#### [Exercise prompt]
Restate the entries below word for word, leaving nothing out.

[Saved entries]
───

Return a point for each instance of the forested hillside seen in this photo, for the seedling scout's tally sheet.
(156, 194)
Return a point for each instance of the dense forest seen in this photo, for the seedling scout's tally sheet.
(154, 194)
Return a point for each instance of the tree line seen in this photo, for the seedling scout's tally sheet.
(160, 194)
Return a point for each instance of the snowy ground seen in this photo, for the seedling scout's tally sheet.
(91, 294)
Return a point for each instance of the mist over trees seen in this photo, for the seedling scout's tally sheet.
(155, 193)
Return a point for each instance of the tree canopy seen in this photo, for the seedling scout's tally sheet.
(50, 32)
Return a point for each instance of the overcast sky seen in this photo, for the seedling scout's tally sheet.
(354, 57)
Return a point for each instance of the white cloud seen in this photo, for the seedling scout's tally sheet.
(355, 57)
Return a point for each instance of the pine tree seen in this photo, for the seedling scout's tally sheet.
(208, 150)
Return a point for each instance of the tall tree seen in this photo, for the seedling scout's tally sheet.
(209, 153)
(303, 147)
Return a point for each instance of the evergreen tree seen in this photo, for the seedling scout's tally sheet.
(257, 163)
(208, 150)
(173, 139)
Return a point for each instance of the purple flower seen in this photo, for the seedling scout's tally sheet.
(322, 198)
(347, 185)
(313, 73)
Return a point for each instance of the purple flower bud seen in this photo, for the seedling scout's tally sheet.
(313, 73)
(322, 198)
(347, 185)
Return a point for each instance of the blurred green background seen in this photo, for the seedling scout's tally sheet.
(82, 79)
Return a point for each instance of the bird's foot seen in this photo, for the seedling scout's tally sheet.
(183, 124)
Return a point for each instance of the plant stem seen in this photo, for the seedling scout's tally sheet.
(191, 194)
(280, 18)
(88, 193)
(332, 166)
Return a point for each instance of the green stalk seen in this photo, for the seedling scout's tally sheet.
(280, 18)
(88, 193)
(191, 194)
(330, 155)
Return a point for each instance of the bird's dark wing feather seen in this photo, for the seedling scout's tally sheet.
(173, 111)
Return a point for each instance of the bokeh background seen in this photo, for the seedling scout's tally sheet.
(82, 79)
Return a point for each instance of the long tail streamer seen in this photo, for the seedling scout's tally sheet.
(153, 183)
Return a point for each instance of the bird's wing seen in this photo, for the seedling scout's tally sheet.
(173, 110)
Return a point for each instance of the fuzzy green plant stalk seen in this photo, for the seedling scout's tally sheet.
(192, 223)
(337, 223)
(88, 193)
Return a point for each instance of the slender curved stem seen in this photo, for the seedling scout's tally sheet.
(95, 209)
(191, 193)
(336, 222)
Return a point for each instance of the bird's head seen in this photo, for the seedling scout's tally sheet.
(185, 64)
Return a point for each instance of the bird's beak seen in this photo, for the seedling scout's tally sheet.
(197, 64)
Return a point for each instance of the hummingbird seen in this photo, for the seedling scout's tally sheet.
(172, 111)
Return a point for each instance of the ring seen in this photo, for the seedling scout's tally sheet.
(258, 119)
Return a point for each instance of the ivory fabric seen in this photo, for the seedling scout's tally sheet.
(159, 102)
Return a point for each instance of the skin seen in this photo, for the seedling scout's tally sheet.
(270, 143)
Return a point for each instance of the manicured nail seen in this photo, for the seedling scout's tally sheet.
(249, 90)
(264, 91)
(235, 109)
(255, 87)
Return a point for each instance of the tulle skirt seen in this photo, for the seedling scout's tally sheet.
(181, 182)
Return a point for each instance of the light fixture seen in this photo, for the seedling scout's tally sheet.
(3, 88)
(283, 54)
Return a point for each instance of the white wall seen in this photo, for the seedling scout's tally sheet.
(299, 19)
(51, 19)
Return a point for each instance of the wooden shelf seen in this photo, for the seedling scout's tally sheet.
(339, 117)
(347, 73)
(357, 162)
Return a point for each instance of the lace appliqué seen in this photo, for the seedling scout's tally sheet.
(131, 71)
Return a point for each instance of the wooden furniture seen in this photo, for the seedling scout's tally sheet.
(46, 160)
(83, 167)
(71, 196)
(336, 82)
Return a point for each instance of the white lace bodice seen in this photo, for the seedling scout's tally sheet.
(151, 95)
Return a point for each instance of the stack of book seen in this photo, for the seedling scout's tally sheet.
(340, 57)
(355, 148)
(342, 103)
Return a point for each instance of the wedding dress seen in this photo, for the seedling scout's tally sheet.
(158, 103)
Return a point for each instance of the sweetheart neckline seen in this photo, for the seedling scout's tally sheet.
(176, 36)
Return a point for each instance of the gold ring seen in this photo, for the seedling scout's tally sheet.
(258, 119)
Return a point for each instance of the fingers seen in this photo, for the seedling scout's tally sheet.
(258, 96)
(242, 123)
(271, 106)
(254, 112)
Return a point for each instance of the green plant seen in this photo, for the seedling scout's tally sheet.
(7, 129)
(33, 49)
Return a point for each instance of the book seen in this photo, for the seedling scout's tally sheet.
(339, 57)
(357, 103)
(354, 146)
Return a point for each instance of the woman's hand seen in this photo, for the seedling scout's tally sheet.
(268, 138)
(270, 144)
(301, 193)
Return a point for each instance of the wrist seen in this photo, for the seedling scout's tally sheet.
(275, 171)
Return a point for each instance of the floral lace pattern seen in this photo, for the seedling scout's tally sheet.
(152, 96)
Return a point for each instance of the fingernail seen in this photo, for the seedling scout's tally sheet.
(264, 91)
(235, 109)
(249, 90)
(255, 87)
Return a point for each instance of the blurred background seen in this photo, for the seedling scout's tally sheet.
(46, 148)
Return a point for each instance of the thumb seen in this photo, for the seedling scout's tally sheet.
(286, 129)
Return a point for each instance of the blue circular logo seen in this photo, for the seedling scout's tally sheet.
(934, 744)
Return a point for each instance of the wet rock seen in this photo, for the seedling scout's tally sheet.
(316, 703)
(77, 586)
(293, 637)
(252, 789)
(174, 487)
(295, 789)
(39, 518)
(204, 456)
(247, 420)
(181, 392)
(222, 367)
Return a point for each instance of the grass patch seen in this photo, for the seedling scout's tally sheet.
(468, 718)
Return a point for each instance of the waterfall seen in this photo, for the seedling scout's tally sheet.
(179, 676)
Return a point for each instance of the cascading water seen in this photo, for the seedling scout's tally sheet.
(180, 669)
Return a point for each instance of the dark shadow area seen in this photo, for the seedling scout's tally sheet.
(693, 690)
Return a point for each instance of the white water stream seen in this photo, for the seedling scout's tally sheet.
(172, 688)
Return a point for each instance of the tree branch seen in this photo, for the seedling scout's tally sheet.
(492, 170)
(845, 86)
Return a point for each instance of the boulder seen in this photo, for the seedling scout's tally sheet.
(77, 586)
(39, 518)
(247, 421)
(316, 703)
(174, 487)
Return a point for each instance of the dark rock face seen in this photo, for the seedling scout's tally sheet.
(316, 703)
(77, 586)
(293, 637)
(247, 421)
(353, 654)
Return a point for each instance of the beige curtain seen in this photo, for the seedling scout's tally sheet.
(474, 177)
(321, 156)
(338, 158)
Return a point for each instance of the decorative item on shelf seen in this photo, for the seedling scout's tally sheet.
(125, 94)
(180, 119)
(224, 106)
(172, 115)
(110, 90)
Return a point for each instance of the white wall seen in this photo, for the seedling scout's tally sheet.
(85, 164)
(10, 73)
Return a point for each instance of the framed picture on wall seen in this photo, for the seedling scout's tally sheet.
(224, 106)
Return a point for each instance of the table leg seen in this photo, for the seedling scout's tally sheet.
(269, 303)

───

#### [Solution for this problem]
Return a point for each instance of the forested hillside seen in this photo, for the seedling scout's tally sheet.
(156, 194)
Return a point for each instance of the dense forest seen in this photo, for the seedling scout's tally sheet.
(154, 194)
Return a point for each instance of the tree line seen in this photo, for the seedling scout's tally sheet.
(160, 194)
Return a point for each instance of the snowy ground seen in this photo, for the seedling scout's tally sheet.
(91, 294)
Return a point for each instance of the mist over trees seen in this photo, for the seedling scout's tally sheet.
(155, 193)
Return a point for each instance of the tree canopy seen in this photo, for the seedling scout's tally sheet.
(50, 32)
Return a point for each instance of the overcast sky seen in this photo, for the seedling scout's tally sheet.
(354, 57)
Return a point for each instance of the white cloud seen in this photo, for the seedling scout's tally sheet.
(355, 57)
Return a point for each instance of the pine tree seen in this photo, for the seedling scout's tally sheet.
(208, 150)
Return a point for each instance of the tall tree seen in this photo, for the seedling scout's tally sheet.
(209, 153)
(303, 147)
Return a point for each instance of the evergreen tree seen in this photo, for the seedling scout's tally sheet.
(257, 163)
(208, 150)
(173, 139)
Return a point for each instance of the purple flower seen in this photo, for the seedling scout's tally sheet.
(322, 198)
(347, 185)
(313, 73)
Return a point for each instance of the purple flower bud seen in this photo, for the seedling scout's tally sheet.
(313, 73)
(322, 198)
(347, 185)
Return a point for each instance of the blurred green background seen in this photo, for the seedling scout's tally sheet.
(82, 79)
Return a point for each instance of the bird's foot seen in this photo, for the seedling scout's tally sheet.
(183, 124)
Return a point for each instance of the plant stem seen in this photo, for the seedling scout's tally sheet.
(191, 194)
(280, 18)
(88, 193)
(332, 166)
Return a point for each instance of the green stalk seen in this photo, for the seedling scout's tally sheet.
(280, 18)
(88, 193)
(191, 194)
(330, 155)
Return a point for each instance of the bird's dark wing feather seen in this photo, for the seedling scout's tally sheet.
(173, 111)
Return a point for each instance of the bokeh background seen in this photo, for the seedling scout's tally sheet.
(82, 79)
Return a point for each instance of the long tail streamer seen in this photo, for the seedling scout's tally sheet.
(153, 183)
Return a point for each instance of the bird's wing seen in this photo, for the seedling scout's tally sheet.
(173, 110)
Return a point for each instance of the fuzzy green plant stalk seen in this photo, for the seedling scout's tally sheet.
(192, 223)
(337, 223)
(88, 193)
Return a point for each instance of the slender curved stem seen in this photo, for the seedling scout's tally sheet.
(95, 209)
(191, 193)
(336, 222)
Return a point for each instance of the bird's head seen in this photo, for the seedling scout's tally sheet.
(185, 64)
Return a point for each instance of the bird's beak seen in this photo, for the seedling scout's tally sheet.
(197, 64)
Return a point for each instance of the hummingbird seen in this photo, for the seedling scout's tally sheet.
(172, 111)
Return a point for each instance of the ring seen in this photo, for the seedling scout's tally sheet.
(258, 119)
Return a point for each instance of the ivory fabric seen in this photo, for the seedling scout's tally sheet.
(159, 102)
Return a point for each instance of the skin seen in this photo, for the seedling scout's tally sheet.
(270, 143)
Return a point for each instance of the manicured nail seen in this photo, for the seedling scout's tally sheet.
(249, 90)
(264, 91)
(235, 109)
(255, 87)
Return a point for each instance of the tulle skirt seen in this photo, for the seedling scout's tally sheet.
(181, 182)
Return a point for each instance of the light fixture seen in this photo, for the seedling scout's tally sheet.
(3, 88)
(283, 54)
Return a point for each instance of the white wall seen in this photo, for the seedling scout's tally sheet.
(299, 19)
(51, 19)
Return a point for each instance of the wooden shelf seen in this photo, for the seedling scout's tally sheet.
(339, 117)
(347, 73)
(357, 162)
Return a point for each instance of the lace appliqué seen in this photo, for the seedling scout's tally sheet.
(131, 71)
Return a point for each instance of the wooden furniture seen in this photo, for the seedling scout's tally sheet.
(46, 160)
(83, 167)
(71, 196)
(336, 82)
Return a point for each instance of the white lace bodice seen in this photo, for the seedling scout's tally sheet.
(151, 95)
Return a point for each instance of the stack of book seen in this photo, for the seedling scout's tally sheet.
(340, 57)
(355, 148)
(342, 103)
Return a point for each instance of the wedding dress seen in this photo, for the seedling scout's tally sheet.
(158, 103)
Return a point for each instance of the sweetheart neckline seen in this photo, for the seedling scout's tally sheet.
(176, 36)
Return a point for each instance of the gold ring seen in this photo, for the seedling scout's tally sheet.
(258, 119)
Return a point for each instance of the fingers seen in this photo, for the seedling scout's tally sheet.
(258, 96)
(242, 123)
(271, 106)
(254, 112)
Return a point for each instance of the green plant seen in this photo, for the seedling scout's tally sheet.
(7, 129)
(33, 49)
Return a point for each instance of the book seen in this photo, for the seedling scout's tally sheet.
(339, 57)
(357, 103)
(354, 146)
Return a point for each instance of the woman's hand seen in this photo, for the seedling scout's tally sheet.
(268, 138)
(270, 144)
(301, 193)
Return a point for each instance of the wrist seen in this photo, for the seedling scout's tally sheet.
(275, 171)
Return a point for each instance of the floral lace pattern seen in this photo, for the seedling scout's tally sheet.
(152, 96)
Return a point for each instance of the fingernail seen in this photo, for the seedling scout's tally sheet.
(264, 91)
(235, 109)
(249, 90)
(255, 87)
Return a point for each instance of the blurred background seen in this photo, for the seedling scout's tally sheet.
(46, 148)
Return a point for each instance of the thumb seen in this photo, for the seedling scout's tally sheet.
(286, 129)
Return a point for each instance of the blue circular logo seen in this photo, for the seedling scout's tally sheet.
(934, 744)
Return a point for each instance of the wet rock seen in this photo, for the seedling scout's tally sheet.
(316, 703)
(77, 586)
(293, 637)
(252, 789)
(174, 487)
(295, 789)
(39, 518)
(204, 456)
(247, 420)
(181, 392)
(222, 367)
Return a point for each instance of the grass patch seen in this photo, for the seedling scout's tally sheet.
(468, 718)
Return a point for each instance of the waterfall seen in this photo, for the seedling scout's tally sheet.
(179, 676)
Return a point for each instance of the cascading water seen in this photo, for the seedling scout's tally sheet.
(180, 669)
Return a point for each instance of the dark shadow area seen in this photo, for the seedling scout's tally sheet.
(693, 690)
Return a point for each instance of the white water stream seen in this photo, for the seedling scout's tally sheet.
(172, 688)
Return a point for each instance of the tree branch seen in this photo, for the seedling scout's tally sheet.
(492, 170)
(845, 86)
Return a point for each instance of the boulder seen in this photo, for the seedling scout's tally sheet.
(77, 586)
(39, 518)
(247, 421)
(316, 703)
(174, 487)
Return a point for each instance of the dark rock face seen in this photo, for the seedling scout's tally sheet.
(316, 703)
(77, 586)
(293, 637)
(247, 421)
(353, 654)
Return a point for each instance of the beige curtain seen in this photo, for the seedling scout's tally sheet.
(474, 177)
(321, 156)
(338, 158)
Return a point for each instance of the decorative item on shelf seen in this photo, for the seedling scout's tally sheet.
(125, 94)
(180, 119)
(224, 106)
(172, 115)
(110, 90)
Return a point for each instance of the white wall seen in this photo, for the seedling scout's tally sheet.
(85, 164)
(10, 73)
Return a point for each instance of the framed picture on wall seen in this photo, for the seedling scout's tally sheet.
(224, 106)
Return a point for each instance of the table leg seen in this photo, for the seedling scout's tally sheet.
(269, 303)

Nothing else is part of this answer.